***** SELECTED EXTRACT

TODO for the next release with Stockfish 14 features

hi-ogawa commented 3 years ago

[x] setup docker-based ci
- [x] testing on browser runtime
[x] setup testing to check if evaluation matches with official build
- [x] compare bench command's "Nodes searched"
[x] Use node instead of python for utility script (e.g. local server, embedded_nnue.py etc...)
~investigate possiblity of initial loading speed up by implementing simd-enabled basic_streambuf.sgetn~
[x] understand and resolve current conflict with upstream
[x] squash port related commits and rebase on upstream (maybe not so often but from time to time)
[x] define branch/tag convention to identify upstream version and compatible emscripten version (e.g. emscripten-<upstream-hash>-<emscripten-version> like this emscripten-f90274d8-2.0.11)
- [x] mention this system in README.md
- [x] also change default branch accordingly (probably it will be "emscripten-237ed1ef-2.0.26")

**********
***** RAW DATA

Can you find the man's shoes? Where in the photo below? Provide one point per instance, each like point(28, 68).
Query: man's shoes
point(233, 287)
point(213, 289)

**********

- WRITTEN TASK: Continue the Stockfish 14 release checklist from its last item, adding further entries in the same style.

- RESULT OF THE EXERCISE:
[x] move frontend demo code to other repo
- see https://github.com/hi-ogawa/stockfish-nnue-wasm-demo
[x] improve README.md
- [x] budges: npm package, github action status
[x] rename to stockfish-nnue.wasm
- [x] redirect https://stockfish-nnue-js.vercel.app to https://stockfish-nnue-wasm.vercel.app
- see here https://github.com/hi-ogawa/Stockfish/wiki/Migrate-Vercel-page
[x] STC/LTC match with previous version
- [x] move match.yml to separate repository https://github.com/hi-ogawa/stockfish-nnue-wasm-match
[x] show upstream commit, emscripten version in engine_info
[x] remove "post simd" build since i32x4.dot_i16x8_s is finalized to be in the standard feature
- [x] node v16 doesn't even have --wasm-simd-post-mvp flag anymore even more --experimental-wasm-{simd,threads} not even necessary...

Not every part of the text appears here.